Given text:

★ ★ ★

Skip to the main content

  1. Home
  2. Concerts
  3. Subscription Concerts 2023-2024
  4. Program B
  5. No. 2015 Subscription (Program B)

Subscription Concerts 2023-2024Program B
No. 2015 Subscription (Program B)

Suntory Hall
Google Map Seating Chart

Program

Webern / Passacaglia Op. 1

Vienna became a capital of music with the First Viennese School trio Haydn, Mozart and Beethoven, whilst younger Schubert spearheaded the Romanticism in the same city. As time passed, the early 20th century saw the appearance of the Second Viennese School trio, Schönberg (described below), his disciples Webern and Berg. The three composers developed an atonal language free from any major/minor key. Then in 1921, Schönberg fully established the twelve-tone technique, which changed the course of modern music history.
Born into a noble family in Vienna, Webern started to take piano / cello lessons and compose in his teenage years. After studying musicology, harmony and counterpoint at the University of Vienna, he was privately apprenticed to Schönberg in 1904–1908. Later, the devoted pupil went on to adopt the twelve-tone technique more strictly than his venerable teacher.
Webern made his official debut with his op. 1, Passacaglia (1908), written at age 24 as a fruit of his four-year training under Schönberg. Still under the influence of the late-Romantic style (especially of Wagner and early Schönberg), the work dates from the period shortly before Webern renounced the tonal language. It is globally chromatic (with halftones) producing tonal ambiguity, despite the eight-note D-minor theme given by the strings’ pizzicatos at the outset. Following the Baroque uninterrupted variation form “passacaglia,” the theme is then repeated twenty-three times (in D major in the middle of the piece) previous to the extended coda.

[Kumiko Nishi]

Schönberg / Violin Concerto Op. 36

Born into a Jewish family in Vienna 150 years ago, Schönberg set foot in the music world through violin lessons he first took at age 8 and started to compose before long. As a composer he was self-taught except for some short-term instruction young Schönberg received from his friend Alexander von Zemlinsky (1871–1942).
As stated above, Schönberg is counted among a handful of revolutionary composers in history by establishing atonal music around the late 1900s, and then the twelve-tone technique (dodecaphony) in 1921. The technique of treating all the twelve notes of an octave equally meant the dissolution of what the traditional harmonies had been depending upon— the hierarchy of the keys and notes. In 1921, he reportedly said that his method “will ensure the supremacy of [Austro-]German music for the next hundred years.” Twelve years later, ironically, Nazi Germany forced the Jewish composer to emigrate to the USA. After teaching for a year on the East Coast, he, plagued by ill health, moved to warm California in 1934 and spent the rest of his life there.

★ ★ ★

Given material:

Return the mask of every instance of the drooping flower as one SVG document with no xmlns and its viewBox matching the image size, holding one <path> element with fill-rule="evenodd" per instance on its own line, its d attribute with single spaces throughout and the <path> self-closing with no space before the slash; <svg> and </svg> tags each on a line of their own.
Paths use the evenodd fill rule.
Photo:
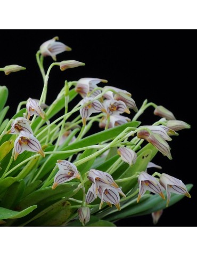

★ ★ ★

Things to do:
1. From the concert program notes, write out the passage that opens with the words containing "Schönberg / Violin" and closes with "von Zemlinsky (1871–1942).".
2. In the concert program notes, how many times is the theme of Webern's Passacaglia repeated before the extended coda?

The replies:
1.
Schönberg / Violin Concerto Op. 36

Born into a Jewish family in Vienna 150 years ago, Schönberg set foot in the music world through violin lessons he first took at age 8 and started to compose before long. As a composer he was self-taught except for some short-term instruction young Schönberg received from his friend Alexander von Zemlinsky (1871–1942).

2. Twenty-three times.